DATA LINES:
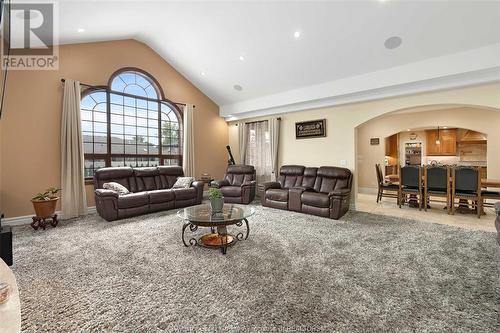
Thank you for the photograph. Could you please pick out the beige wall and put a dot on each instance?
(30, 136)
(342, 123)
(481, 120)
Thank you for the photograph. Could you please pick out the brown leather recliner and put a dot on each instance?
(150, 187)
(238, 185)
(323, 191)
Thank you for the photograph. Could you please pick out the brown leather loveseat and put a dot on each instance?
(238, 185)
(150, 187)
(323, 191)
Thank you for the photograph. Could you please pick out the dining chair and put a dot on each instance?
(489, 195)
(437, 184)
(466, 184)
(410, 183)
(385, 189)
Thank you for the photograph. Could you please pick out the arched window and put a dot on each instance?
(130, 123)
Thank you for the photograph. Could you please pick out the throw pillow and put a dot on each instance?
(116, 187)
(183, 182)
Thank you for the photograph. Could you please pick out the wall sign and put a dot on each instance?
(310, 129)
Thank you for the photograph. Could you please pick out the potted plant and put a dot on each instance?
(45, 203)
(216, 199)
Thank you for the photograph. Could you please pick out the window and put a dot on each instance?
(130, 124)
(258, 151)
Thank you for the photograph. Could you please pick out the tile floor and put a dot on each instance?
(388, 206)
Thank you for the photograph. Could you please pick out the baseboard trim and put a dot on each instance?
(27, 219)
(367, 190)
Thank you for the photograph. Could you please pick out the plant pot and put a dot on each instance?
(217, 204)
(45, 208)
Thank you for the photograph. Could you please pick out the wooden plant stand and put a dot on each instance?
(42, 222)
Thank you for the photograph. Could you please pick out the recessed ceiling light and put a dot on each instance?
(393, 42)
(31, 14)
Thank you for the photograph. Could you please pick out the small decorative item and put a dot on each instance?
(310, 129)
(216, 199)
(45, 207)
(4, 292)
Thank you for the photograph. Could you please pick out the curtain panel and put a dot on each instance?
(258, 152)
(242, 139)
(73, 195)
(188, 142)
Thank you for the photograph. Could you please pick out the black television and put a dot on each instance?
(5, 48)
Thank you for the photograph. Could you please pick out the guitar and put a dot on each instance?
(230, 161)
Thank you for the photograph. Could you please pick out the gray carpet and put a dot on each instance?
(295, 273)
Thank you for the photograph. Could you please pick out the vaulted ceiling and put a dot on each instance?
(218, 45)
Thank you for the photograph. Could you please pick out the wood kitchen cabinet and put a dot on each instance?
(447, 145)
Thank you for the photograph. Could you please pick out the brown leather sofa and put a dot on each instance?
(323, 191)
(151, 191)
(238, 185)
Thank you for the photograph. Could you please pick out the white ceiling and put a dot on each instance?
(339, 40)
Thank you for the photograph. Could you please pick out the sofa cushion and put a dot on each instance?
(159, 196)
(133, 200)
(231, 191)
(121, 175)
(184, 193)
(183, 182)
(291, 175)
(117, 187)
(315, 199)
(168, 175)
(147, 179)
(276, 194)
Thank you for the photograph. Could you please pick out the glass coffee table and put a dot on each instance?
(218, 238)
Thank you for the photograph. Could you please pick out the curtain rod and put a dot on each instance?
(259, 121)
(100, 87)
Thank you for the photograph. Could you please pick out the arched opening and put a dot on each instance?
(417, 122)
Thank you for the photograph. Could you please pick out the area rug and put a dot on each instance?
(295, 273)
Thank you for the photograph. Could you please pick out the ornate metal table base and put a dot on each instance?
(218, 238)
(42, 222)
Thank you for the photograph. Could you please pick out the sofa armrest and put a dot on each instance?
(219, 183)
(250, 183)
(303, 188)
(267, 185)
(106, 193)
(340, 193)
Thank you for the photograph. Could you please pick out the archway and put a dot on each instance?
(480, 119)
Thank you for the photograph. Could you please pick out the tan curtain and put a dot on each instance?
(73, 196)
(274, 135)
(242, 139)
(258, 152)
(188, 142)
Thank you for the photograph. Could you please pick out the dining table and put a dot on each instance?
(463, 206)
(485, 182)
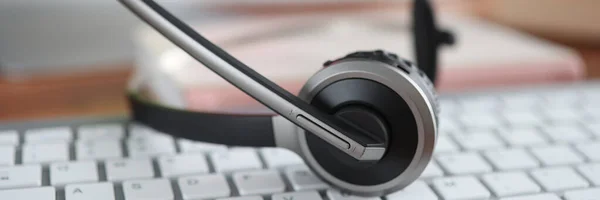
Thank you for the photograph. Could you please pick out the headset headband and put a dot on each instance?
(355, 142)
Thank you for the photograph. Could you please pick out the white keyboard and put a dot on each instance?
(536, 144)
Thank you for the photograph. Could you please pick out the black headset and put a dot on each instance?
(366, 123)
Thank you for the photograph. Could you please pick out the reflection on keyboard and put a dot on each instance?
(529, 145)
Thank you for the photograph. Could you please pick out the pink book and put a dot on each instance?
(289, 50)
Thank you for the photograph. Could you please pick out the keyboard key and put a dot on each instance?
(244, 198)
(566, 133)
(445, 145)
(100, 132)
(336, 195)
(594, 127)
(583, 194)
(480, 121)
(449, 126)
(45, 153)
(591, 172)
(523, 137)
(534, 197)
(259, 182)
(20, 176)
(463, 163)
(460, 188)
(188, 146)
(90, 191)
(522, 119)
(306, 195)
(98, 150)
(520, 101)
(277, 157)
(431, 171)
(43, 135)
(556, 155)
(204, 187)
(480, 104)
(590, 150)
(73, 172)
(183, 164)
(119, 170)
(416, 190)
(150, 146)
(159, 189)
(562, 115)
(510, 184)
(558, 179)
(41, 193)
(511, 159)
(7, 155)
(9, 137)
(302, 178)
(235, 160)
(478, 140)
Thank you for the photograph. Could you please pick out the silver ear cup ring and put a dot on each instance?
(415, 92)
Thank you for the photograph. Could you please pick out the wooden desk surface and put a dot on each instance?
(97, 93)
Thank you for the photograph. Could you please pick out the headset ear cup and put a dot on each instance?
(390, 102)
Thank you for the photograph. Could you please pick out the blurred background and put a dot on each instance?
(61, 58)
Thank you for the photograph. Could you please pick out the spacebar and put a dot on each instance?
(41, 193)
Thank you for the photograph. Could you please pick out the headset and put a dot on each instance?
(366, 123)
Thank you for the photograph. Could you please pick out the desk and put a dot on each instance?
(102, 93)
(89, 94)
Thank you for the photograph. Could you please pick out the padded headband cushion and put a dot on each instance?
(227, 129)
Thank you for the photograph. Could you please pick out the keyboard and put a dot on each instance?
(538, 143)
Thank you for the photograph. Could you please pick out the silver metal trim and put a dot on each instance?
(247, 84)
(409, 89)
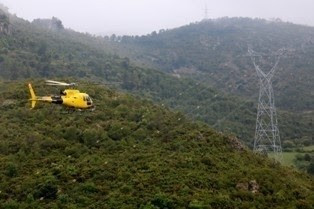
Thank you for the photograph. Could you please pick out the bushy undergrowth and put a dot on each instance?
(129, 153)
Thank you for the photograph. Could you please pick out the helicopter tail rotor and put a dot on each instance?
(33, 96)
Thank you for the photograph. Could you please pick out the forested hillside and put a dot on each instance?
(129, 153)
(45, 49)
(215, 53)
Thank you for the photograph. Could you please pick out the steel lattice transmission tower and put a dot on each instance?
(267, 138)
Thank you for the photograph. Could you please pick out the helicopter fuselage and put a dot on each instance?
(69, 97)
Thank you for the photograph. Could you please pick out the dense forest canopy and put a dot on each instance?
(130, 153)
(35, 51)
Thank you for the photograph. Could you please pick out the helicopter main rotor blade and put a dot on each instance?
(57, 83)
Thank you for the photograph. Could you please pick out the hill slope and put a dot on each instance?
(44, 49)
(129, 153)
(214, 52)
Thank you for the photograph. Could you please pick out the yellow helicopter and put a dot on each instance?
(70, 98)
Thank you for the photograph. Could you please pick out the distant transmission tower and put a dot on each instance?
(267, 138)
(205, 12)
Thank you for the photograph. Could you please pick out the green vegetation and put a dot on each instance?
(37, 50)
(129, 153)
(214, 52)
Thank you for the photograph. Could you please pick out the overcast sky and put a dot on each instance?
(136, 17)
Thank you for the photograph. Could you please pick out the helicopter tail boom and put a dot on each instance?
(33, 96)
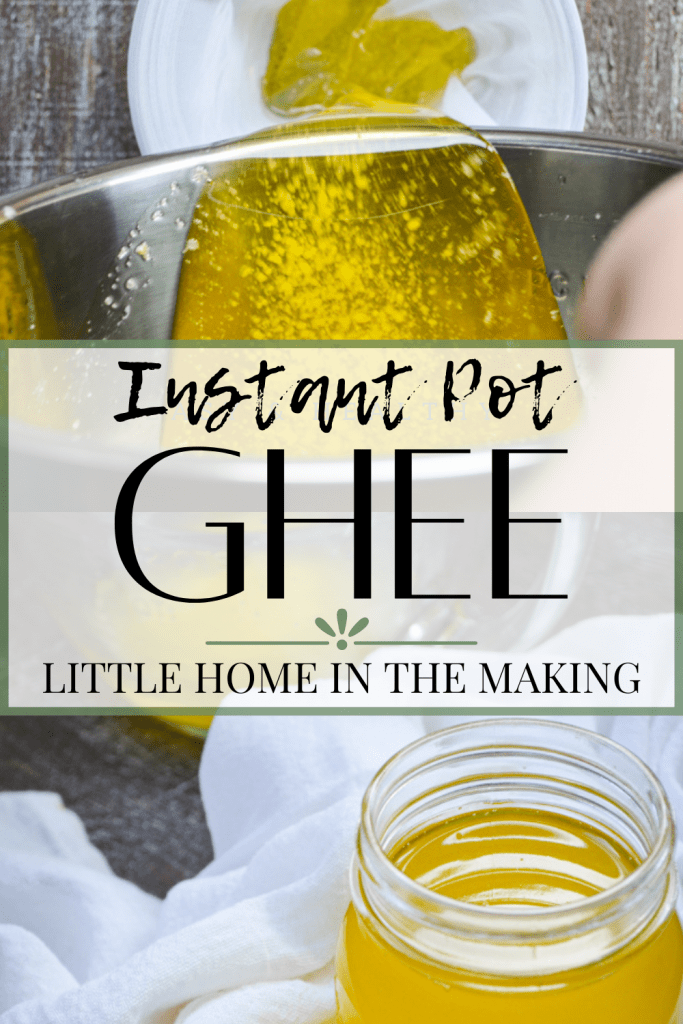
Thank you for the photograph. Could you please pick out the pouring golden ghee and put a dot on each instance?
(411, 244)
(321, 52)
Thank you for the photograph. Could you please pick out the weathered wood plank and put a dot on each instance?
(63, 104)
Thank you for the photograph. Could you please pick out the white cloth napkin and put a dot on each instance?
(252, 938)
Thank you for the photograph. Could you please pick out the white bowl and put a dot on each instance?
(195, 67)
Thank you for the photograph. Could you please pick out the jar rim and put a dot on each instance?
(536, 920)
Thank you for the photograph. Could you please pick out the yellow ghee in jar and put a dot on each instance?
(511, 858)
(321, 52)
(413, 245)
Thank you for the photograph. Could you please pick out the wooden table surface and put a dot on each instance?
(62, 80)
(63, 109)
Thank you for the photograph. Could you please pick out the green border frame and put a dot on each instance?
(5, 710)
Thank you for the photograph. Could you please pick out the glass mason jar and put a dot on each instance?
(537, 883)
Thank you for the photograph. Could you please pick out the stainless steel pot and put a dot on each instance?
(575, 187)
(94, 228)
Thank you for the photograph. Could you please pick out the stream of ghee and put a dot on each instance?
(510, 858)
(415, 245)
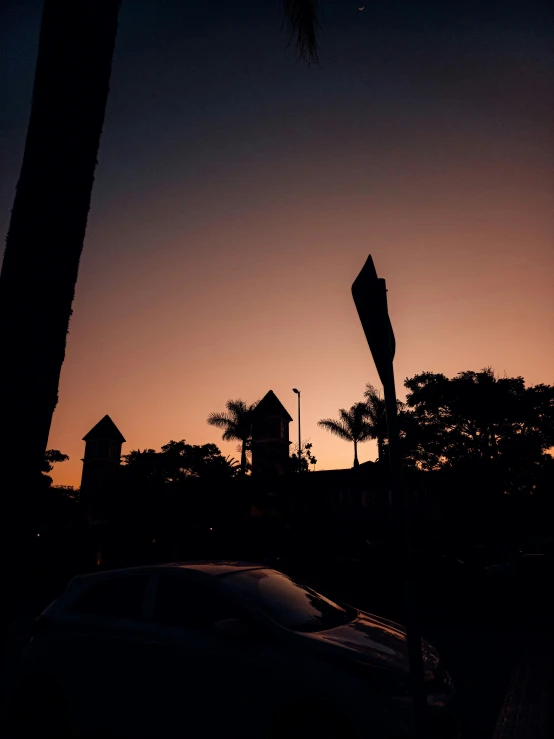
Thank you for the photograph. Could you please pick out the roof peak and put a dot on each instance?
(271, 403)
(104, 429)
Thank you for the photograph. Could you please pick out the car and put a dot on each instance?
(209, 649)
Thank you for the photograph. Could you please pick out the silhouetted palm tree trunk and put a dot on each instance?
(48, 222)
(243, 458)
(380, 449)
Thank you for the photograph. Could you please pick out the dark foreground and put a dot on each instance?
(494, 635)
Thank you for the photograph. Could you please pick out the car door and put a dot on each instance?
(101, 659)
(208, 683)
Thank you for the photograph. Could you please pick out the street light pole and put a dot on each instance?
(294, 390)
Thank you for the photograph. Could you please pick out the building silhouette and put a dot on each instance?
(102, 455)
(270, 437)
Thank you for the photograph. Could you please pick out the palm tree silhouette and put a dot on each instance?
(353, 426)
(49, 216)
(377, 416)
(236, 424)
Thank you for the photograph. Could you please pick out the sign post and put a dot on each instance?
(370, 297)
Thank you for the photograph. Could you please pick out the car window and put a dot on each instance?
(187, 604)
(118, 597)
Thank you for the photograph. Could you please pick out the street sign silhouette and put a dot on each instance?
(370, 297)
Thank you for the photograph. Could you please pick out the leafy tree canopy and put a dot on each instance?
(477, 418)
(178, 461)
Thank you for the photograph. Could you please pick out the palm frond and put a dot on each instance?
(336, 427)
(301, 21)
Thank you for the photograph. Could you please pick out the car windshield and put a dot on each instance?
(285, 601)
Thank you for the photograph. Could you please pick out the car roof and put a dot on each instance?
(206, 567)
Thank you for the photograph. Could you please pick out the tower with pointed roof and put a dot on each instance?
(102, 454)
(270, 437)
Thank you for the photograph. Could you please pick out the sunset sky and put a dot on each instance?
(239, 192)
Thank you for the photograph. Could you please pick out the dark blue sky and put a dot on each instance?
(239, 191)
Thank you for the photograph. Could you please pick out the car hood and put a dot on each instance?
(375, 640)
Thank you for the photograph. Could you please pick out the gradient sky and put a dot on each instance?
(239, 192)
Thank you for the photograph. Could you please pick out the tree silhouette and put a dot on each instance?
(306, 457)
(49, 216)
(51, 457)
(353, 425)
(478, 420)
(237, 425)
(377, 416)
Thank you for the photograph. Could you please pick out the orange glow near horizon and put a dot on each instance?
(239, 192)
(266, 304)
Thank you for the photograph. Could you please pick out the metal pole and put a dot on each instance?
(400, 503)
(299, 438)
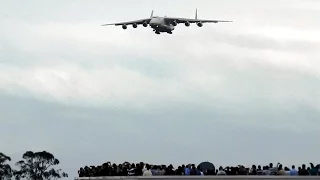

GIVEN EXERCISE: Starting at the line that contains "out the gradient" and continuing through the last of the lines, give those lines again, requests included, with 12 added to every number in the point coordinates. Leave the pictures out.

ANSWER FOR THE TASK:
Thank you for the photograph. Could you please pick out the gradient sky and put a dot on each instance?
(251, 204)
Thank you for the photograph. Could you please pick out the tree silhouette and put a dot on each instance?
(318, 469)
(61, 228)
(63, 469)
(365, 437)
(490, 432)
(249, 437)
(389, 428)
Thank you for the photograph. Could you please pick out the orange glow near horizon and put a dot on each instance?
(251, 204)
(278, 316)
Thank you for the photograph. Could you please pick out the metal pole and put a dot on each instance?
(412, 515)
(311, 450)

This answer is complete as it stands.